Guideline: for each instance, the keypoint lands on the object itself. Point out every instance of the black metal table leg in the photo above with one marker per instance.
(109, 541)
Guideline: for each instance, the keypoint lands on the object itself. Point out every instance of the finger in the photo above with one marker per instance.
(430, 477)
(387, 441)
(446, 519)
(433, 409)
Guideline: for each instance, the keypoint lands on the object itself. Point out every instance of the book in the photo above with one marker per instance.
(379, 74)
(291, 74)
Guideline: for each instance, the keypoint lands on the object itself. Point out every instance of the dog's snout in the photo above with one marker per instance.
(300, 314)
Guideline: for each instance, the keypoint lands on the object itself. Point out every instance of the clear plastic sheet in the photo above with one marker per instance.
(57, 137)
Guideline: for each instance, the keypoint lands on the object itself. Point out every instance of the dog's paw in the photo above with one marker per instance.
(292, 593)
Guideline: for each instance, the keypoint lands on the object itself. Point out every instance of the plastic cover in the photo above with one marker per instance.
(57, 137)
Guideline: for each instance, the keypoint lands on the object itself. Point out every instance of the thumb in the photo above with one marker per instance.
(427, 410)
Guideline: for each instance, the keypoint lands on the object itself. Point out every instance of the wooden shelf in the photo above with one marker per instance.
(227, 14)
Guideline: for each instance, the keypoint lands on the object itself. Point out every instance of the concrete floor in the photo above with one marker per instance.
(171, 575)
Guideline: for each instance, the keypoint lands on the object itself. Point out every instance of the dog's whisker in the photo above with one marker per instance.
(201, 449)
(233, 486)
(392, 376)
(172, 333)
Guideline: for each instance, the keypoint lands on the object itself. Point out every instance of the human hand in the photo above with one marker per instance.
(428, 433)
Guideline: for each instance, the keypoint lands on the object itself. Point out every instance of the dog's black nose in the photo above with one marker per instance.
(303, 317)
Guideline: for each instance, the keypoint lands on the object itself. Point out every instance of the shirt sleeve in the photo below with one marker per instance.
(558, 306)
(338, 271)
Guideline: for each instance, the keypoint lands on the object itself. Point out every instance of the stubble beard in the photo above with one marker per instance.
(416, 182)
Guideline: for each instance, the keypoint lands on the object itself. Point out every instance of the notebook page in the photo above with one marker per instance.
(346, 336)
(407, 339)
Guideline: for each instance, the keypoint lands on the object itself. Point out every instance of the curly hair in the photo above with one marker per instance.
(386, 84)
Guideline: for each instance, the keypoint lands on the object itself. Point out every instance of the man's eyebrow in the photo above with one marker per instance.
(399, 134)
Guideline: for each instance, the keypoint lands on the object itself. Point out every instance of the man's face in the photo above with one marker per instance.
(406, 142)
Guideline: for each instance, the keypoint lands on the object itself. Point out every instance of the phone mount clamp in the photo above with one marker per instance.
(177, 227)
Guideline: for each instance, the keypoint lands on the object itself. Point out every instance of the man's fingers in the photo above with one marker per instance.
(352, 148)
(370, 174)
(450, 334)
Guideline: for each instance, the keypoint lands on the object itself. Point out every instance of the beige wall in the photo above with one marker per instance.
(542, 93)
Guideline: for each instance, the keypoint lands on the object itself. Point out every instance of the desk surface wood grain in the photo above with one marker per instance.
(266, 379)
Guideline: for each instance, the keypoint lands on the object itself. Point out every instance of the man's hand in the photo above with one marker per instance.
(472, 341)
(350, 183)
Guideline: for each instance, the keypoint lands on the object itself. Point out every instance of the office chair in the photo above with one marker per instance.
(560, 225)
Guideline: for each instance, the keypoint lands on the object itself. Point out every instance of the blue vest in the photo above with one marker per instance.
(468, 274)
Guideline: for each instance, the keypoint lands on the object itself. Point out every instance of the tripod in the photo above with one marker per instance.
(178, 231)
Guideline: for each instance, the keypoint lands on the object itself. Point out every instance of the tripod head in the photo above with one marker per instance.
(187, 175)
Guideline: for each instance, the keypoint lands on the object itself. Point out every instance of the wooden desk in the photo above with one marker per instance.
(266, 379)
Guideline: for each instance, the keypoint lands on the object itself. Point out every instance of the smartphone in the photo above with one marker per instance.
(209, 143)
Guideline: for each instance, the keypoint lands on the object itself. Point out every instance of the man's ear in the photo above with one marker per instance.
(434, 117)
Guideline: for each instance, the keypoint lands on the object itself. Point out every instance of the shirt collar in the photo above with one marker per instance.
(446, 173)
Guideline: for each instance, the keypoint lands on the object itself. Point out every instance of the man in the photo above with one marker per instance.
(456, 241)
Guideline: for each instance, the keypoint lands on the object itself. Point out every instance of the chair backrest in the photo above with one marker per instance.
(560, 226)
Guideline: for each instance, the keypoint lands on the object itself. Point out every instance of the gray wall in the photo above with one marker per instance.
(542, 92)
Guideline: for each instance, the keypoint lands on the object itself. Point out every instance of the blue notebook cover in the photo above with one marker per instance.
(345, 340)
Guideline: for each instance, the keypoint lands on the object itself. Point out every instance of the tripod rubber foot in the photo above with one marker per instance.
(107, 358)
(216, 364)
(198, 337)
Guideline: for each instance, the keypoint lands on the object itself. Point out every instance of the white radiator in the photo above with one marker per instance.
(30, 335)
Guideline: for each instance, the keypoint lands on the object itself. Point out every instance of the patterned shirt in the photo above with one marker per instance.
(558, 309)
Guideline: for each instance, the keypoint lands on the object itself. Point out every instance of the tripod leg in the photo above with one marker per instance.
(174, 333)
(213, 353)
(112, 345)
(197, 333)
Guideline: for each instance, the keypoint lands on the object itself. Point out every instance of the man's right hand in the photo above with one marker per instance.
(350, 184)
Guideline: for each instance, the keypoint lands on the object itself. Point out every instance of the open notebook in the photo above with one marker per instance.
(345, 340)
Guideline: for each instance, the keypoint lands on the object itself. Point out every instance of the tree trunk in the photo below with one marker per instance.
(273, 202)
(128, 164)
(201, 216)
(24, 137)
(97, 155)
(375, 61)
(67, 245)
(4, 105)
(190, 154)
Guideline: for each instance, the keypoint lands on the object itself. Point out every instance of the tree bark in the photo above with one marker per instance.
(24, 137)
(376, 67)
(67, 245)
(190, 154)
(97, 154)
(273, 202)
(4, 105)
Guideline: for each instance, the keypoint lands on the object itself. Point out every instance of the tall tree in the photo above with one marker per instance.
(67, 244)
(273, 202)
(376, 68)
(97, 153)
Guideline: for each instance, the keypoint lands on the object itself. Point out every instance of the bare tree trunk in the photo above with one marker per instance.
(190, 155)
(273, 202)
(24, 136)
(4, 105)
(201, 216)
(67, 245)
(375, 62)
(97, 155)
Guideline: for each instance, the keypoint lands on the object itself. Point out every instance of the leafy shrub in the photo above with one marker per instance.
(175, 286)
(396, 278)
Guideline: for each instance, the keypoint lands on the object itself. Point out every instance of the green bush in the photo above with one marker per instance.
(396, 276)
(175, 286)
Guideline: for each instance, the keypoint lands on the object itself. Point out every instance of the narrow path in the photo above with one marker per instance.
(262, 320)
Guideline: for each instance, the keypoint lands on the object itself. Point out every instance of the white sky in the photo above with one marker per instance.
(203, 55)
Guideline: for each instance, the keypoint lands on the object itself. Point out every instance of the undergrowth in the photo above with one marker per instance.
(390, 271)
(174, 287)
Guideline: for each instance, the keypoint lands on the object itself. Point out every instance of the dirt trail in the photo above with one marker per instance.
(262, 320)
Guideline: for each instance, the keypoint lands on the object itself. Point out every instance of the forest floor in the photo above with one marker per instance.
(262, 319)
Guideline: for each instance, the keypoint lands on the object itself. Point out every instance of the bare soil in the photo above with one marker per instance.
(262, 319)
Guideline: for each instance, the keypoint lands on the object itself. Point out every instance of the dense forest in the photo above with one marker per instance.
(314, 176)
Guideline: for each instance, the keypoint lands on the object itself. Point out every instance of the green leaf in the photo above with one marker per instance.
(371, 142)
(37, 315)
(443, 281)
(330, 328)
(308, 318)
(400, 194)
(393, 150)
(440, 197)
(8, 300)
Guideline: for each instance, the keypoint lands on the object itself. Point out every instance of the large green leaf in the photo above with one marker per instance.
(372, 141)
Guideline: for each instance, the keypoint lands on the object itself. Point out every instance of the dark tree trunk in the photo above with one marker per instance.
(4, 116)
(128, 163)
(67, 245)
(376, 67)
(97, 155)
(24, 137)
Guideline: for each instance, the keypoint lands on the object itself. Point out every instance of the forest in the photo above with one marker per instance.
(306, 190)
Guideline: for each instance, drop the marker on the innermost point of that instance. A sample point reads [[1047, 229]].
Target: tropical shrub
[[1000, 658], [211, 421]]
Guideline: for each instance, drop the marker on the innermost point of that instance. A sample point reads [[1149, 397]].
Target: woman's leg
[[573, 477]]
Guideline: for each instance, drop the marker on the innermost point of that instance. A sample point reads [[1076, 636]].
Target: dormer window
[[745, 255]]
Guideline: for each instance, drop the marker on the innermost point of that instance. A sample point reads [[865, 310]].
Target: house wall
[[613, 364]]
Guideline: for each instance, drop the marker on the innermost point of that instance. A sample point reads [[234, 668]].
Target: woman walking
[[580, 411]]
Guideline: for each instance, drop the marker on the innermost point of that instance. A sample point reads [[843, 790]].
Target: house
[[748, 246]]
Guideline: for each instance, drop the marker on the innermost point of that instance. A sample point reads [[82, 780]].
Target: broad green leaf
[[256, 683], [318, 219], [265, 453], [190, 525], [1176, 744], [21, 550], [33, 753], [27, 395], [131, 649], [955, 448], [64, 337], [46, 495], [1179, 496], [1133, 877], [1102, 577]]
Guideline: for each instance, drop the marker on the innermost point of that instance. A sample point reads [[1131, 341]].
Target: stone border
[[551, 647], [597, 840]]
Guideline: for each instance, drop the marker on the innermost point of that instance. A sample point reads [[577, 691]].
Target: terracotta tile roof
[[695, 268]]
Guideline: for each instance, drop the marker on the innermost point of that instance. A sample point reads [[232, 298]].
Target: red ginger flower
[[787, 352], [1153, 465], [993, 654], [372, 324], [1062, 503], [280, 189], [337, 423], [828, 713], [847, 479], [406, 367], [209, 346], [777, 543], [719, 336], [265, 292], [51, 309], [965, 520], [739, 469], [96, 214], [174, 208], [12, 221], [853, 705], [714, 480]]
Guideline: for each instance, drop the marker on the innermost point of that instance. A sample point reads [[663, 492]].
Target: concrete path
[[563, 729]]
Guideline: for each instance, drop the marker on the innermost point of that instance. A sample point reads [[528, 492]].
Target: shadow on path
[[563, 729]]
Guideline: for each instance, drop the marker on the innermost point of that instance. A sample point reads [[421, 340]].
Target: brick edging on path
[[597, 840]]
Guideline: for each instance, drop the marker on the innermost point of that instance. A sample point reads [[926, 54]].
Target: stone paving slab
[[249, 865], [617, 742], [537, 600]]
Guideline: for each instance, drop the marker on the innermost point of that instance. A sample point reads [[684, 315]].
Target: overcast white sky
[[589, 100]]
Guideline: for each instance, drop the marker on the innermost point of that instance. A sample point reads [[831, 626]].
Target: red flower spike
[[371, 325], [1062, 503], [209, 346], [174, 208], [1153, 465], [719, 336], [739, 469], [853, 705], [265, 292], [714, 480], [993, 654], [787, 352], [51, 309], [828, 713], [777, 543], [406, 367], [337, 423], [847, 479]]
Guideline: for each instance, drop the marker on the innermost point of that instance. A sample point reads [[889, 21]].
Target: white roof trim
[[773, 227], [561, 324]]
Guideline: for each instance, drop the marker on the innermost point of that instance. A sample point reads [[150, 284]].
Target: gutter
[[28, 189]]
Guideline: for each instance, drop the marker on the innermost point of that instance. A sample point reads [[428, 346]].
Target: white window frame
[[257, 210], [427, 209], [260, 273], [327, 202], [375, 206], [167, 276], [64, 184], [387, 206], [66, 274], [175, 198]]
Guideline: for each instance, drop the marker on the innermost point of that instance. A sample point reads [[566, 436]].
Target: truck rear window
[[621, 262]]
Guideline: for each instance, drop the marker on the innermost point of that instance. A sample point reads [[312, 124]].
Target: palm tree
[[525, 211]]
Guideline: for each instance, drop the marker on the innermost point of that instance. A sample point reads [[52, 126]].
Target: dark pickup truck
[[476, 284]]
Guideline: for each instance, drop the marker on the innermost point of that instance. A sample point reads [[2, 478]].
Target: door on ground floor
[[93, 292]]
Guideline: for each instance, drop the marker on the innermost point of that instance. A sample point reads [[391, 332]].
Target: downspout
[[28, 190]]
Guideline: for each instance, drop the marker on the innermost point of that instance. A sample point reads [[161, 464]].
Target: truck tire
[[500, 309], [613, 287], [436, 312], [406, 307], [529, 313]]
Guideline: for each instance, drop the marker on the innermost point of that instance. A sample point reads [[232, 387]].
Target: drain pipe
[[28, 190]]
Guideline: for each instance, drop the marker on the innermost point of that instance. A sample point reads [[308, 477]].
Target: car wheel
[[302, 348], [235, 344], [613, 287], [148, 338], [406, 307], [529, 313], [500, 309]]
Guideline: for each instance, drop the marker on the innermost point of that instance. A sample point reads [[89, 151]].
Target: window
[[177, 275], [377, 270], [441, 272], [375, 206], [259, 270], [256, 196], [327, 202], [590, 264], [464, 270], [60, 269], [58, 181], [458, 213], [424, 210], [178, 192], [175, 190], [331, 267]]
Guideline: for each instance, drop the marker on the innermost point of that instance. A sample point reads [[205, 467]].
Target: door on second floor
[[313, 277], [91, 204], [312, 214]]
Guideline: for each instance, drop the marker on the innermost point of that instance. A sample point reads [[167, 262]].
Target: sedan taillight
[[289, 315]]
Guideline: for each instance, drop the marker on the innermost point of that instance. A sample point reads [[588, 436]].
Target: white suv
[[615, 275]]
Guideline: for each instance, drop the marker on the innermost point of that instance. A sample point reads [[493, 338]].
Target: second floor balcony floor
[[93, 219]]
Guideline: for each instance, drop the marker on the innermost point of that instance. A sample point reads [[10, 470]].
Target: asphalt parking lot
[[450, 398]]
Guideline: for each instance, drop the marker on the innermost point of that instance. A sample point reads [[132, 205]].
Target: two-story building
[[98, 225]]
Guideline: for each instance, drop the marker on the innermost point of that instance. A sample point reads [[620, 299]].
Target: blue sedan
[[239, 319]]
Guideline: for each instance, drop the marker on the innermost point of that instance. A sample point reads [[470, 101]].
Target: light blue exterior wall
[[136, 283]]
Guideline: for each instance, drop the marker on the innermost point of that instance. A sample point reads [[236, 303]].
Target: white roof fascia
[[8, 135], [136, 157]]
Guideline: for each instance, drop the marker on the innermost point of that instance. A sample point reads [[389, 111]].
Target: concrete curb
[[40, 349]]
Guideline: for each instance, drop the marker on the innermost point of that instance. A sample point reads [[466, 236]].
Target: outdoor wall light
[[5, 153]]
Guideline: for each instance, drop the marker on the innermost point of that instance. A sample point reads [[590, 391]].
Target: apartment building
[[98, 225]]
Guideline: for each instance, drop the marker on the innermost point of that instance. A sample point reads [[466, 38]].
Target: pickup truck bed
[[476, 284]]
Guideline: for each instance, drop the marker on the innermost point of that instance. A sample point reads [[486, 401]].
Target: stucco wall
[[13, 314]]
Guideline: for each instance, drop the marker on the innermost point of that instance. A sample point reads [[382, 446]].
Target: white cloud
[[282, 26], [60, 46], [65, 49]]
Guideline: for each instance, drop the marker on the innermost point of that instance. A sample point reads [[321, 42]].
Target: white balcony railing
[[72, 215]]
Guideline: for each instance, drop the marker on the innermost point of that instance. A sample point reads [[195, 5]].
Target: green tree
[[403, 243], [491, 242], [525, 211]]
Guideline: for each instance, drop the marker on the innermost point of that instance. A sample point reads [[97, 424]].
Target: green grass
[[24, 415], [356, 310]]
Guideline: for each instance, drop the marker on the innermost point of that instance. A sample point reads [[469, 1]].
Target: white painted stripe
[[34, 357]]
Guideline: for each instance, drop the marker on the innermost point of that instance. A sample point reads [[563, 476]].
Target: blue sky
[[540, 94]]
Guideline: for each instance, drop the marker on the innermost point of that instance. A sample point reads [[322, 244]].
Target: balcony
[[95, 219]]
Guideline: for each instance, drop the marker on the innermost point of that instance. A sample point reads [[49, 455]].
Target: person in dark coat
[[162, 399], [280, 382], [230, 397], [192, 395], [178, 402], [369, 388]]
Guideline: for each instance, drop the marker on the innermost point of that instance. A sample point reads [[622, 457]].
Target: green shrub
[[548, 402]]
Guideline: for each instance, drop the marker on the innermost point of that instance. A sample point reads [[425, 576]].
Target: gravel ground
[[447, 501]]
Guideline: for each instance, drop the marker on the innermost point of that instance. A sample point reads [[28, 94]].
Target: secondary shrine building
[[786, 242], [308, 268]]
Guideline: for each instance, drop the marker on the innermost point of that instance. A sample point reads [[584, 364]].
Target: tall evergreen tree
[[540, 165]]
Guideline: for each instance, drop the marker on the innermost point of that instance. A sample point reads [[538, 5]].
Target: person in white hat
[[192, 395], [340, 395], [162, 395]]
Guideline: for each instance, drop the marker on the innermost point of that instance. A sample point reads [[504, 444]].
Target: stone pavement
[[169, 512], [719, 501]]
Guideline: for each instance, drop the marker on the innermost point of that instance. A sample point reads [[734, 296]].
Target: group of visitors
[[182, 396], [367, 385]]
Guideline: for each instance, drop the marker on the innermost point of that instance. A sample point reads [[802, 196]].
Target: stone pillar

**What you need to do:**
Please copy the records again, starting at the line that contains "reads [[563, 476]]." and ending at the line that contains "[[95, 219]]", keeping every line and adding -93 to each coordinate in the answers. Leave the sample points unchanged.

**Result of this task:**
Guideline: for each instance, drop the marker on the innermost point of that instance. A sample point reads [[563, 476]].
Target: blue sky
[[447, 1]]
Guideline: for each instance, drop the marker on the innermost point of that instance. A sample point reads [[322, 244]].
Target: balcony
[[2, 126]]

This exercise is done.